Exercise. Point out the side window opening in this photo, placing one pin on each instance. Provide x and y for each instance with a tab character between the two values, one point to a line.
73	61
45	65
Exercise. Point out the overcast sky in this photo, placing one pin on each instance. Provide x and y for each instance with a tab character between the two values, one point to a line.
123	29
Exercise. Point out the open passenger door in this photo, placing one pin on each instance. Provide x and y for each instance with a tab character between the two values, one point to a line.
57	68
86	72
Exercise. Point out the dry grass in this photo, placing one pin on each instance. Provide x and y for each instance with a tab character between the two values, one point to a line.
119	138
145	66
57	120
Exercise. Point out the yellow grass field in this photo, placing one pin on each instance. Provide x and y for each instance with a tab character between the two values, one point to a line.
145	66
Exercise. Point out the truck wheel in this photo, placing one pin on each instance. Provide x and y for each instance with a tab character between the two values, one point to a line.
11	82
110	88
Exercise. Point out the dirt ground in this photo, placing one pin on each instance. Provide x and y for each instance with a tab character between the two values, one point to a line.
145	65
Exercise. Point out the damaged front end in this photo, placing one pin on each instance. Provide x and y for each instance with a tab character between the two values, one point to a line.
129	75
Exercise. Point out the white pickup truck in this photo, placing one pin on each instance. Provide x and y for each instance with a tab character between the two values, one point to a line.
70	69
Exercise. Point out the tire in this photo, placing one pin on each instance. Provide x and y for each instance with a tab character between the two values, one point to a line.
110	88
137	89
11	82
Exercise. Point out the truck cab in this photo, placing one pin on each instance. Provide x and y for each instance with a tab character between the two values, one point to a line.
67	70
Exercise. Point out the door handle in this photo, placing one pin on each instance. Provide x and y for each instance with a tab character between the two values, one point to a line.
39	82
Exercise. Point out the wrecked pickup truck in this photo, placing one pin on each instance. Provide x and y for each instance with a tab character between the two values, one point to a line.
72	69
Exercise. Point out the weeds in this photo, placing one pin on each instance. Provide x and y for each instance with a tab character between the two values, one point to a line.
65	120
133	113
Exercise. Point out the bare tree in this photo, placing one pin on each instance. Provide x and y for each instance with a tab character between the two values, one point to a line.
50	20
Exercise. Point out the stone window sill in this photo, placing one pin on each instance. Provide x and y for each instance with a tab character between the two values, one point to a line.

# The task:
Update the lines from the one containing "Exercise. Point out the bare" through the end of the records, changing "bare tree" to "leafless tree" and leaving everything else the same. Give back only those lines.

# Expected answer:
Exercise. Point out the leafless tree in this photo, placing one pin on each instance. Provide x and y for each instance with a tab character between the two values, one point to a line.
50	20
Exercise. Point out the stone window sill in this photo, placing one pin on each instance. Provide x and y for each instance with a tab character between the two values, one point to a line.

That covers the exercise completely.